Whatever the records say, repeat them exactly as given.

----------

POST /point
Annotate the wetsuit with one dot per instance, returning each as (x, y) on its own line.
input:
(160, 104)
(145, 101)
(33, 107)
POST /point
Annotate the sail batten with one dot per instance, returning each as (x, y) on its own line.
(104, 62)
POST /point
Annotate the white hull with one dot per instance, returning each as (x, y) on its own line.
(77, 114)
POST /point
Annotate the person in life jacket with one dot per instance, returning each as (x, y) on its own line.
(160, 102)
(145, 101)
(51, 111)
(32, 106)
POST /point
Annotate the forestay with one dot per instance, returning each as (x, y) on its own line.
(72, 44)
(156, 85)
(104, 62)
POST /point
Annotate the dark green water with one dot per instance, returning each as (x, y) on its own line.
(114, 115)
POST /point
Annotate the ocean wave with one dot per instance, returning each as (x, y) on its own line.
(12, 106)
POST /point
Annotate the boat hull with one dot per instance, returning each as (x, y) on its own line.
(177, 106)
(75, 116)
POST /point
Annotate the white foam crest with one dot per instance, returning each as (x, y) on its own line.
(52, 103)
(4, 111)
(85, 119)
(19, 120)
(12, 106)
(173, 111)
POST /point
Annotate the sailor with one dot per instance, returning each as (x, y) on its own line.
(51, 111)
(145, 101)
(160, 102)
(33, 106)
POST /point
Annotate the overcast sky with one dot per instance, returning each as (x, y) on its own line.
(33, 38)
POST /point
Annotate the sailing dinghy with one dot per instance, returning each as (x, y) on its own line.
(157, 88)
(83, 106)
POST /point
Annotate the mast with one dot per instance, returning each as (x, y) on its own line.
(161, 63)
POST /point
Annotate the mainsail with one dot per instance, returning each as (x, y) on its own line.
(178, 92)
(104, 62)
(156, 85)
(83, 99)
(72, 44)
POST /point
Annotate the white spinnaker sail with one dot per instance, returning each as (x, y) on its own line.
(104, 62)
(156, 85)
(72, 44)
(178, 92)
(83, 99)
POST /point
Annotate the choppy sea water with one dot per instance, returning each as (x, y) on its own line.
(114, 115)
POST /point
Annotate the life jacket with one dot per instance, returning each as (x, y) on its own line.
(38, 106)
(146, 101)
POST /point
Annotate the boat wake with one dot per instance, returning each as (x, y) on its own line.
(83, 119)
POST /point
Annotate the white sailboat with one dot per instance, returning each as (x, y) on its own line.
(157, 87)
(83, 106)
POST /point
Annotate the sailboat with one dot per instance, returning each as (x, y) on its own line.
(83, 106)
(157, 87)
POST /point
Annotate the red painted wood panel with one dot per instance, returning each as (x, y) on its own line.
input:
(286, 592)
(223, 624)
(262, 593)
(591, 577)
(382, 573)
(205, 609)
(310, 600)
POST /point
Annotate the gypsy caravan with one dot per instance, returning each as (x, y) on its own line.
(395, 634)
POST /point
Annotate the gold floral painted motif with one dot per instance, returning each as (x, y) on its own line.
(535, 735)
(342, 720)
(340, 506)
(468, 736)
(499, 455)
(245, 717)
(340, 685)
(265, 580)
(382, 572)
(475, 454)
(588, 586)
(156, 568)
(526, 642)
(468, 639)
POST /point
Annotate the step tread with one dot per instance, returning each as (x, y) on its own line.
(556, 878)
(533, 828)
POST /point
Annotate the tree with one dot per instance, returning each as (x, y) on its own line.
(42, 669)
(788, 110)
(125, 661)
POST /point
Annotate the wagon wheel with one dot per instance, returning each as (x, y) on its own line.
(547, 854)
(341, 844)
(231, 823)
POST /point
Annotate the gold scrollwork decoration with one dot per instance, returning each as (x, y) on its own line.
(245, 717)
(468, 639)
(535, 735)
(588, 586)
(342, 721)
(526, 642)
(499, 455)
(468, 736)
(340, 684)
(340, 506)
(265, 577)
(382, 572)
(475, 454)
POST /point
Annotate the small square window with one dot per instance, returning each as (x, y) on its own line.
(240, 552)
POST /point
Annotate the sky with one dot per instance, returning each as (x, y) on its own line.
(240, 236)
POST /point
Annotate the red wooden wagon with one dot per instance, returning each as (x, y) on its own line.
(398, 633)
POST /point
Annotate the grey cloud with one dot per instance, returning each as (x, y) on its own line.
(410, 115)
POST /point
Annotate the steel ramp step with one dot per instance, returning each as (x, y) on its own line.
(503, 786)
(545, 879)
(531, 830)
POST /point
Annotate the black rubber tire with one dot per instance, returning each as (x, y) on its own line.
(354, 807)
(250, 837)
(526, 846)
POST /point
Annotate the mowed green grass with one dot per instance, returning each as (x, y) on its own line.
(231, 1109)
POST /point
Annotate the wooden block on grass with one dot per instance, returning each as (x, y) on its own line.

----------

**RESPONSE TO THIS TASK:**
POST /point
Annotate the wetsuit with one dot per instance, returning each as (x, y) on its own line.
input:
(160, 104)
(145, 101)
(33, 107)
POST /point
Annotate the sail batten with one dot per instance, returning each as (x, y) on its own line.
(104, 62)
POST /point
Annotate the white hull with one dot per instance, returning each as (x, y) on its own line.
(77, 114)
POST /point
Annotate the person in life jacket with one dot per instance, returning each as (x, y) on its own line.
(160, 102)
(145, 101)
(51, 111)
(32, 106)
POST /point
Annotate the forestay with one dot per instance, returning each as (x, y) on its own line.
(72, 44)
(156, 85)
(104, 62)
POST /point
Annotate the dark green water with one dot per instance, returning each as (x, y) on its own line.
(114, 115)
POST /point
Annotate the ocean wave with one dot per instance, returning each as (x, y) on its own line.
(12, 106)
POST /point
Annotate the boat hull with one dot per instance, returning each as (x, y) on its own line.
(177, 106)
(75, 116)
POST /point
Annotate the white foam crest with one dot per instance, returning each as (x, y) on its own line.
(52, 103)
(4, 111)
(85, 119)
(19, 120)
(12, 106)
(173, 111)
POST /point
Annotate the sailor with one dot per instance, returning each as (x, y) on its own line.
(51, 111)
(145, 101)
(160, 102)
(33, 106)
POST /point
Annotate the overcast sky with one dot per instance, returning each as (x, y) on its own line.
(33, 38)
POST /point
Annotate the sailing dinghy with one dot per instance, returning each as (x, y) on its own line.
(157, 88)
(83, 106)
POST /point
Annotate the mast with one dot per instance, returning each as (x, y) on its own line.
(161, 63)
POST /point
Annotate the mainsail with one dot per instance, returning each as (x, y) on its own line.
(178, 92)
(104, 62)
(156, 85)
(83, 99)
(72, 44)
POST /point
Annotate the white spinnaker sail with one dot per instance, returning each as (x, y) on its own line.
(104, 62)
(156, 85)
(72, 44)
(178, 92)
(83, 99)
POST /point
Annotate the choppy sea water with one dot per instance, returning each as (x, y) on its own line.
(114, 115)
POST /point
Annotate the life jacket with one dot per instance, returning each as (x, y) on its own line.
(38, 106)
(146, 101)
POST /point
Annotate the boat wake with one dot per instance, returning each as (x, y) on its own line.
(83, 119)
POST /point
Annotate the white sailboat with one dot per instance, returning each as (x, y) on its own line.
(157, 87)
(83, 106)
POST /point
Annotate the sailboat with one dot per instance, returning each as (x, y) on its own line.
(83, 106)
(157, 87)
POST /point
Annotate the red painted wood panel with one dot per instance, returning each as (x, y) on its own line.
input:
(286, 592)
(223, 624)
(262, 593)
(591, 577)
(382, 573)
(205, 609)
(310, 600)
POST /point
Annotate the gypsy caravan with one dot per instance, returning each as (x, y) on its own line.
(395, 634)
POST /point
Annotate the gold floral painted motif with one dot per instance, returning each as (x, y) on its own line.
(535, 735)
(342, 720)
(340, 506)
(468, 736)
(499, 455)
(245, 717)
(340, 685)
(265, 580)
(382, 572)
(475, 454)
(588, 586)
(156, 568)
(526, 642)
(468, 639)
POST /point
Annotate the step tread with one dot per instance, returning each as (x, y) on its own line.
(556, 878)
(533, 828)
POST /point
Annotate the tree with one dot per instance, returning each as (x, y) on its own line.
(42, 669)
(788, 110)
(125, 661)
POST /point
Annotate the wagon wheel with one dot per instance, returning each as (x, y) on its own line.
(547, 854)
(341, 844)
(231, 823)
POST /point
Annotate the gold scrollwork decoration with one dot per instance, returning each as (x, y) on its own line.
(245, 717)
(468, 639)
(535, 735)
(588, 586)
(342, 721)
(526, 642)
(499, 455)
(468, 736)
(340, 684)
(340, 506)
(265, 577)
(382, 572)
(475, 454)
POST /point
Annotate the small square window with one dot per instance, returning each as (x, y) on its own line.
(240, 552)
POST /point
Annotate the sky with one dot per instance, returning each as (x, y) on its own line.
(240, 236)
POST /point
Annotate the red wooden wagon with one dot per instance, returning each as (x, y) on its own line.
(398, 633)
POST /point
Annotate the grey cloud with one dot per instance, returning each as (x, y) on its own line.
(410, 115)
POST /point
Annotate the steel ramp step with one dot per instance, returning each as (x, y) on its own line.
(503, 786)
(545, 879)
(531, 830)
POST /point
Annotate the black rubber tire with one dot per instance, returning each as (x, y) on its own line.
(354, 807)
(250, 837)
(526, 846)
POST /point
Annotate the mowed green grass with one dot per instance, returning each as (x, y) on its own line.
(231, 1109)
POST /point
Annotate the wooden block on grass with one dot per instance, returning each as (x, y) on its own line.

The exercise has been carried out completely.